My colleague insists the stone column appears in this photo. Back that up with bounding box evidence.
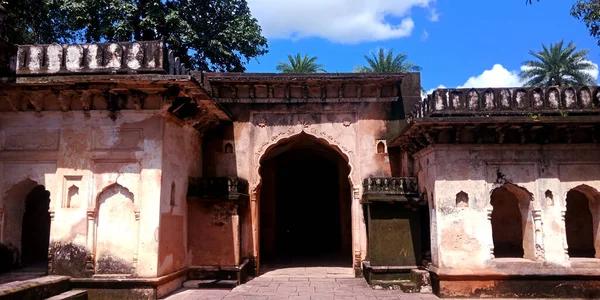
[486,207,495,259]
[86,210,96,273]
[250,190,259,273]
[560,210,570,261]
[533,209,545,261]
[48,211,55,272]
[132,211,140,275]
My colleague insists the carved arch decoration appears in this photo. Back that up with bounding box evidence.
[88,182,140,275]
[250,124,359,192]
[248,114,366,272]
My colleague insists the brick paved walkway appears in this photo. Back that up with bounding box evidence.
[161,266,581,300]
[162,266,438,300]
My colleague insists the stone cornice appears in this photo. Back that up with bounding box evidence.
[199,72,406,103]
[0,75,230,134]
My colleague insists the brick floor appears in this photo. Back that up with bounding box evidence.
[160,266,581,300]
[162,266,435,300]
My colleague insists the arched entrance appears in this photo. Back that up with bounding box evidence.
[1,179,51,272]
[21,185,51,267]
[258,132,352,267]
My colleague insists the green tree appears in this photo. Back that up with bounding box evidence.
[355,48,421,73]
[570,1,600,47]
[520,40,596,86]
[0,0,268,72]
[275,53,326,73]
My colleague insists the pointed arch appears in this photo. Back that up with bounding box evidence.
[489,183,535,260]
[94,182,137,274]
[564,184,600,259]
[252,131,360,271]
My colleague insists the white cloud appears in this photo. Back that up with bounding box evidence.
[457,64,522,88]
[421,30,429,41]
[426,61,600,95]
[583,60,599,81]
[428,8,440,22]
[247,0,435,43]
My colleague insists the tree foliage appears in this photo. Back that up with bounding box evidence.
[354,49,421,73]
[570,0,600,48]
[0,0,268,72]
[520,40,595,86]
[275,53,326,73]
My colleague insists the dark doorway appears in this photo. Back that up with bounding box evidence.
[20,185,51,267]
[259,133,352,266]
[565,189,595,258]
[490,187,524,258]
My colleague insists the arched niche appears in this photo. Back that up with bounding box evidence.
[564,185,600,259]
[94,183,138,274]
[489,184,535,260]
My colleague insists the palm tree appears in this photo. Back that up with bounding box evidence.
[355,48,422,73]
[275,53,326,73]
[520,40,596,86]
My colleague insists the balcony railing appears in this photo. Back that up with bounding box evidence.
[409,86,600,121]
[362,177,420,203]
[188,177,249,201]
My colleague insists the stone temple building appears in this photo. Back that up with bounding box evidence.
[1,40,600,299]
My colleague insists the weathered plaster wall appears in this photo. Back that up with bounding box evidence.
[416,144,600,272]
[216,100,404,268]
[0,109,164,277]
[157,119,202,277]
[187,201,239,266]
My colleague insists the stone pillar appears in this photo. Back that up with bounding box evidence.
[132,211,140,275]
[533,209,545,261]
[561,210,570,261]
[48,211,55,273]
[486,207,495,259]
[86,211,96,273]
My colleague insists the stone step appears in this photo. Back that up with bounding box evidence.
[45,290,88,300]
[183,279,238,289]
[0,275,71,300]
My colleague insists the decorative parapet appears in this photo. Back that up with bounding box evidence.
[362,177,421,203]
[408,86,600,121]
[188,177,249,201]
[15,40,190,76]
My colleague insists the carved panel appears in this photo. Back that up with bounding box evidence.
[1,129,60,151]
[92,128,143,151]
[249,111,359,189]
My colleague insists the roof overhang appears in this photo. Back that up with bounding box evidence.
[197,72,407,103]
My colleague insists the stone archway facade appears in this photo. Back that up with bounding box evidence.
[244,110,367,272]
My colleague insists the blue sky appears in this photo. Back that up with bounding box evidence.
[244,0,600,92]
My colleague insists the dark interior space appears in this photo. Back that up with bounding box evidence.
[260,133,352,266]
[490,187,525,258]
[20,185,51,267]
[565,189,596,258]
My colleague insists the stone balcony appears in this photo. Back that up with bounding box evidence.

TO DO:
Although the records contain pictures, transcribe only their text, exactly as written.

RESULT:
My colleague insists the stone column appears in this photo. Back that up with bounding box evidence.
[486,207,495,259]
[86,210,96,273]
[250,190,259,273]
[560,210,570,261]
[533,209,545,261]
[48,211,55,272]
[132,211,140,275]
My colleague insists the carved arch decoration appears in this photo. Back that up with bounding box evidence.
[88,182,140,275]
[250,124,359,192]
[248,114,366,272]
My colleague insists the brick paved walkway appears in this photo. Back that up with bounding box evidence.
[161,266,581,300]
[162,266,438,300]
My colleague insists the stone cornice appears in this photo. Back that up with bounding box evidence.
[199,72,406,103]
[0,75,230,134]
My colleague insists the brick floor appears in this photo. Back that up with bounding box evidence.
[160,266,581,300]
[162,266,435,300]
My colleague insists the arched entrance appears in this photo. Back that up with bounding box evidence.
[1,179,51,272]
[21,185,51,267]
[258,132,352,267]
My colleague insists the green tree appears in this photo. Back that up with bounding box evidence.
[355,48,421,73]
[570,1,600,47]
[520,40,596,86]
[0,0,268,72]
[275,53,326,73]
My colleague insists the pointed arch appears in this photo. Back that up with bounding box evidence.
[489,183,535,260]
[94,182,137,274]
[564,184,600,259]
[252,131,360,271]
My colleague insists the white cloud appears in this photo. Back that up with bounding box evidence.
[457,64,522,88]
[421,30,429,41]
[426,61,600,95]
[583,60,599,81]
[428,8,440,22]
[247,0,435,43]
My colleague insists the tree foliage appears in this photo. Back that up with bounding box evidence.
[354,49,421,73]
[570,0,600,48]
[0,0,268,72]
[520,40,595,86]
[275,53,326,73]
My colleague insists the dark doorway appears in this photo. Back that up with bounding box evidence.
[20,185,51,267]
[259,133,352,266]
[565,189,595,258]
[490,187,524,258]
My colleague insists the arched niche appears in this photo. Back that up with bounding box evidence.
[564,185,600,259]
[94,183,138,274]
[489,184,535,260]
My colleague insists the palm tree appears in this photo. Back that up with bounding box evidence.
[355,48,422,73]
[275,53,326,73]
[520,40,596,86]
My colleague insists the balcony railing appears in this photo. Back that up with bounding box evidence.
[409,86,600,121]
[362,177,420,203]
[188,177,249,201]
My colleague insists the stone temple building appears in this photo. Back that up with bounding box evidence.
[1,40,600,299]
My colleague insists the weathered plaster wall appears in this photo. Back that up with bounding box evidence.
[416,144,600,272]
[216,100,404,268]
[0,109,164,277]
[157,119,202,277]
[187,201,239,266]
My colleague insists the stone pillar appears in this photo. Back that up with bounding box evidence.
[132,211,140,275]
[533,209,545,261]
[561,210,570,261]
[48,211,55,273]
[486,207,495,259]
[86,211,96,273]
My colleague insists the stone step appears in this photo. Back that up with bounding box evidence.
[45,290,88,300]
[183,279,238,289]
[0,275,71,300]
My colleague insists the decorative parapet appears in this photo. Back that up with bounding box evidence.
[362,177,421,203]
[408,86,600,121]
[188,177,249,201]
[15,40,190,76]
My colleague insists the carved panel appears in this photo. Back that up with bounding box evidence.
[1,129,60,151]
[92,128,143,151]
[249,111,359,189]
My colleague insists the roof overhang appears in this photo. Back that up with bounding box evidence.
[197,72,407,103]
My colleague insists the stone archway facade appears in this photo. Back that up with bounding box evidence.
[244,110,367,272]
My colleague insists the blue sky appears in this photo. Back that up with bounding box evidence.
[244,0,600,92]
My colleague insists the dark interior space appears in this photo. Back that up with bounding box evidence.
[260,133,352,266]
[490,187,525,258]
[20,185,51,267]
[565,189,596,258]
My colleague insists the stone balcony appears in this photo. Back that up with bounding box evidence.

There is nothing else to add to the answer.